* TASK *
Find every line below that contains the word "this" and copy each of those lines.
[start RECORDS SHOWN]
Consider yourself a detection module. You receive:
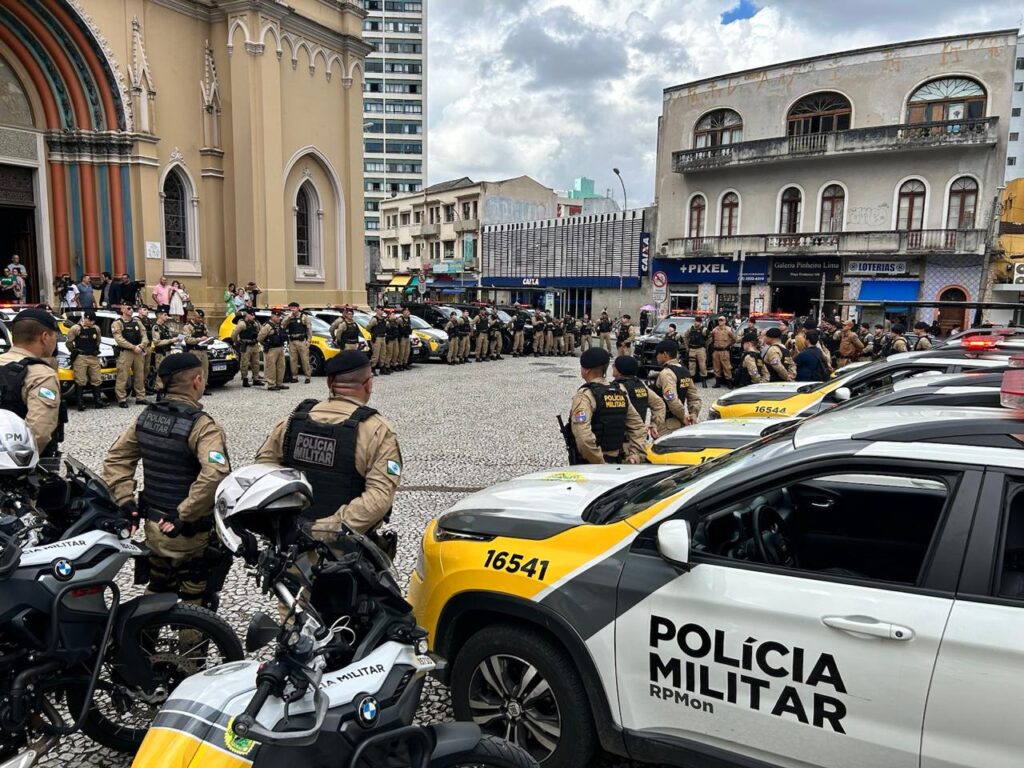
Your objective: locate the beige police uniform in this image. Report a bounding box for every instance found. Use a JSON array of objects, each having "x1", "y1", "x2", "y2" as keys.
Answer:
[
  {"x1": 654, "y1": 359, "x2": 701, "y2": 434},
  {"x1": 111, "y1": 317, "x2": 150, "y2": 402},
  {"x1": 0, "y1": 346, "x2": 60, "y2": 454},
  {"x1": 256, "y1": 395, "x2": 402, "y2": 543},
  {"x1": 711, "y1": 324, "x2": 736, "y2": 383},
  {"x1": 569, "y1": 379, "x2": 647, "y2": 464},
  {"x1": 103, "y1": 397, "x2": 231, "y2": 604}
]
[end RECORDS SHOWN]
[start RECORDS SHOWN]
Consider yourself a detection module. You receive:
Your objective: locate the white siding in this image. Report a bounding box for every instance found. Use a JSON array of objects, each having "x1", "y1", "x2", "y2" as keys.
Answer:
[end RECORDS SHOWN]
[start RECORDS SHOWN]
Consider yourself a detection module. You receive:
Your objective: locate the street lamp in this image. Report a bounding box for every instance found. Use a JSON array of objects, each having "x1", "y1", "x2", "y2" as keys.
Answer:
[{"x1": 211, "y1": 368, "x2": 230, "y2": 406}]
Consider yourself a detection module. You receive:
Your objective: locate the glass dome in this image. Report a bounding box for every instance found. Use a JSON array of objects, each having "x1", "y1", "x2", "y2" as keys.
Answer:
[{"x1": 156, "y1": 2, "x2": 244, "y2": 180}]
[end RECORDS SHOWN]
* EXPECTED ANSWER *
Your objective: locate the beige police uniform in this image. Report a bounding box for every instance found. Use a JSON array of objects, each having "x1", "y1", "x2", "y2" as keys.
Your objective: locate the white siding in this image. Report a bounding box for every instance found. Use a JSON array of objects, each having "x1", "y1", "x2", "y2" as keys.
Your objective: locate the street lamp in this image. Report a bounding box for every instance found. Use a JSON array of objects, each having "x1", "y1", "x2", "y2" as keys.
Your objective: locate the glass dome in this image. Report a bounding box for every instance found. Use a JSON array of objects, each having "x1", "y1", "x2", "y2" as keys.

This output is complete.